- [Task brief] Set down exactly the lines from the one containing "Locate every instance of the woman's neck" through the last line of the records below, both included, and nothing else.

Data entries:
=-=-=

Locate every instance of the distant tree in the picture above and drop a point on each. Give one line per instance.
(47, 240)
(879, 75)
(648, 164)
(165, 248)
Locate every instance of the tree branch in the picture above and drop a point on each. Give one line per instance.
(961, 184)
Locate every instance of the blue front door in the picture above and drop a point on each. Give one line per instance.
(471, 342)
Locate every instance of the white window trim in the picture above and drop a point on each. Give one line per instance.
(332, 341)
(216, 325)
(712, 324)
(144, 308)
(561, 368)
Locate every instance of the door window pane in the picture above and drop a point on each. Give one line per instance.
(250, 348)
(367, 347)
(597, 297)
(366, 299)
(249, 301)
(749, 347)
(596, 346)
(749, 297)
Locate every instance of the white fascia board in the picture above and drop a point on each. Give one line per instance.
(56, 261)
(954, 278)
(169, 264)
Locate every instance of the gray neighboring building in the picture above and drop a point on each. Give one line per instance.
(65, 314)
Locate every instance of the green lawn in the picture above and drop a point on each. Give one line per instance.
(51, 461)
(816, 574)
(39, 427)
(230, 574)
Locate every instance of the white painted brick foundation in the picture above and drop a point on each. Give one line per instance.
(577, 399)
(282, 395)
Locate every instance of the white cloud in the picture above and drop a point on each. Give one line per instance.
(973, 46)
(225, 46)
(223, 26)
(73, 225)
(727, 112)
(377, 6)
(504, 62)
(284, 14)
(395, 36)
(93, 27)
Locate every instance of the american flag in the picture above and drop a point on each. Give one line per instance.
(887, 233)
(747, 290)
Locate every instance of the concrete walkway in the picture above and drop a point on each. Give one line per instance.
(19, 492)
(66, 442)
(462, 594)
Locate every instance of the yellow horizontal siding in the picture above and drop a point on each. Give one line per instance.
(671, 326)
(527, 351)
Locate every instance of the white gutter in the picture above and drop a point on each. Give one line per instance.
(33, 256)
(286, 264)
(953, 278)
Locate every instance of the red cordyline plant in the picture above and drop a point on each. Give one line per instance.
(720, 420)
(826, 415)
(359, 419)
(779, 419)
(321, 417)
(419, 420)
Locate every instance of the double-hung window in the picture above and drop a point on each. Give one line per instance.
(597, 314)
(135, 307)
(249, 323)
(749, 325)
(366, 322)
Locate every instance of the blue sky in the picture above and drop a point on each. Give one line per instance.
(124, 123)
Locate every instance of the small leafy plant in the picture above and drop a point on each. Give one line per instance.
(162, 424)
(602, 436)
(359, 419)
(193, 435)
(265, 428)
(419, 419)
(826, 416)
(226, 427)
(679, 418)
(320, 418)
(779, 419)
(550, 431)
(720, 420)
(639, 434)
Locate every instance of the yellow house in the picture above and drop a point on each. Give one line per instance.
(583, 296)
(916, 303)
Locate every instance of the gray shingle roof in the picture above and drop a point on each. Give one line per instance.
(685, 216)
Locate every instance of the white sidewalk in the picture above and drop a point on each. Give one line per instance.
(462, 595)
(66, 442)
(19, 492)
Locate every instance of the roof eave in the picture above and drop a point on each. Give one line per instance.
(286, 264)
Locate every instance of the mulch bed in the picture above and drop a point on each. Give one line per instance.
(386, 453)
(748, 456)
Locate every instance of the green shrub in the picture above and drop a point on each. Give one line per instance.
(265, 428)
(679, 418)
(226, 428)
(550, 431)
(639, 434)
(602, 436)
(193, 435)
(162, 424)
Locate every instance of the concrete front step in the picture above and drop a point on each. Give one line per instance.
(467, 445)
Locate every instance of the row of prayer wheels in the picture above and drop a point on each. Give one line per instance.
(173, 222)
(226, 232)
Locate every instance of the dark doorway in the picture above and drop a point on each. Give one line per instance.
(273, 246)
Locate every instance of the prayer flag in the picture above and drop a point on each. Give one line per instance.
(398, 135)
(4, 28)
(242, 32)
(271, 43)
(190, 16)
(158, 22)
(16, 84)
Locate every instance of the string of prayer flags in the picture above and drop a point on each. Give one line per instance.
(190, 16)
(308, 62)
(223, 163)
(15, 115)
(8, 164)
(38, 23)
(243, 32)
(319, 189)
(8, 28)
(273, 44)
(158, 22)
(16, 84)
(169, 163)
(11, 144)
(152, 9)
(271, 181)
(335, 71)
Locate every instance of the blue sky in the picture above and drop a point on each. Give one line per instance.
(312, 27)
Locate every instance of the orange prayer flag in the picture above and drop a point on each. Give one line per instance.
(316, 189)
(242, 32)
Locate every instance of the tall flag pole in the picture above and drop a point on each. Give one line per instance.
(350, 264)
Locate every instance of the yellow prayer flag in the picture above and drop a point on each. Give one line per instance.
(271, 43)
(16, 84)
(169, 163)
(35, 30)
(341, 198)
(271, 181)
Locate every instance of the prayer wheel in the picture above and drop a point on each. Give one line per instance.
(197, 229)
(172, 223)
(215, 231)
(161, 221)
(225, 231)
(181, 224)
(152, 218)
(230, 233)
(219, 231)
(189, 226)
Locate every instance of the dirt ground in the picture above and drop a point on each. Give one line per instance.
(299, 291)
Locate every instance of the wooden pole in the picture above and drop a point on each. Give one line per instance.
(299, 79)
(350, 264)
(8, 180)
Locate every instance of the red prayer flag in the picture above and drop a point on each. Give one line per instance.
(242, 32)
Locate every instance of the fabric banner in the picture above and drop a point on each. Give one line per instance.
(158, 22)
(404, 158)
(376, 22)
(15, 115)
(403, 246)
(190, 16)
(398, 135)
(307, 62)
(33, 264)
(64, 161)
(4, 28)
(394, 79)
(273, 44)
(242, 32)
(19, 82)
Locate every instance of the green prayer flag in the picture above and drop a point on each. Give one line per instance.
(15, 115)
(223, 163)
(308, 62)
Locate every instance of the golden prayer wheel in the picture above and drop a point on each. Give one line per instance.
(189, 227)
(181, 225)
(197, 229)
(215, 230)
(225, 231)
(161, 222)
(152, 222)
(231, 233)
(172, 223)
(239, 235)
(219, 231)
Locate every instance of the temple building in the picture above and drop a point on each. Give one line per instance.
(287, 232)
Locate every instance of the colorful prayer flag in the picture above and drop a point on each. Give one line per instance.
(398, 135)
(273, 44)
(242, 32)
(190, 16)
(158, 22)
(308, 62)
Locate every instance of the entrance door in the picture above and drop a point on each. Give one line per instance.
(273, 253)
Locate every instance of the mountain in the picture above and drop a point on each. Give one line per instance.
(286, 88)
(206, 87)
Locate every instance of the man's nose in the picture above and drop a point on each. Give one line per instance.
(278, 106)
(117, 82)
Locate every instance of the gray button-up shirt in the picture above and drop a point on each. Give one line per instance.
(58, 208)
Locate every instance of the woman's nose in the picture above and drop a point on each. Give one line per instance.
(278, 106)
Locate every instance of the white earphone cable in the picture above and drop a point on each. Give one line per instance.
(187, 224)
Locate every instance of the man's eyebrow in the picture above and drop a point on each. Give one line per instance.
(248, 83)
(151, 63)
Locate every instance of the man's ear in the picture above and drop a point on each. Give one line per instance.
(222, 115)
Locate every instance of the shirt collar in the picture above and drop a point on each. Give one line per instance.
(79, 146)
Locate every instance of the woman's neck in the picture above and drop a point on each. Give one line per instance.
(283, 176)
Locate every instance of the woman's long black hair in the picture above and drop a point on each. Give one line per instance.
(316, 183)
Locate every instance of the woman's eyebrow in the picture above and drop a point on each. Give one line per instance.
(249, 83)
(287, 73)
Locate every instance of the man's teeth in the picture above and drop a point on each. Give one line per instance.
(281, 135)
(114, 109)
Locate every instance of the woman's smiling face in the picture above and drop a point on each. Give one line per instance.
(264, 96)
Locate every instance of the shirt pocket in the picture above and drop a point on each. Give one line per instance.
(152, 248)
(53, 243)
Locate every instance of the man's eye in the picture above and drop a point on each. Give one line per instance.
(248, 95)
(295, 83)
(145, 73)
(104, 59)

=-=-=

- [Task response]
Locate every instance of the woman's neck in the picture above and drop a point on each. Give one line per instance.
(283, 176)
Locate every instance of the woman's long black hair in the picture above and drop a point on each. Give one line per instance.
(316, 183)
Locate every instance of the woman's eyebrow in the picture above and drop a point on each. Give one line per instance.
(249, 83)
(287, 73)
Locate every instance of the man's teeth in the picture above and drop a point on each. Give one line per instance.
(281, 135)
(114, 109)
Locate every instance of the woman's smiling face in the picture above and drop a point on each. Give one line per instance.
(264, 96)
Locate every instance of the shirt pocket in the picture above and drop a point on each. Give one line per instance.
(152, 248)
(53, 243)
Locate every instance of the man's eye in the picture above and drop a point on each. Give one line per instance.
(248, 95)
(295, 83)
(145, 73)
(104, 59)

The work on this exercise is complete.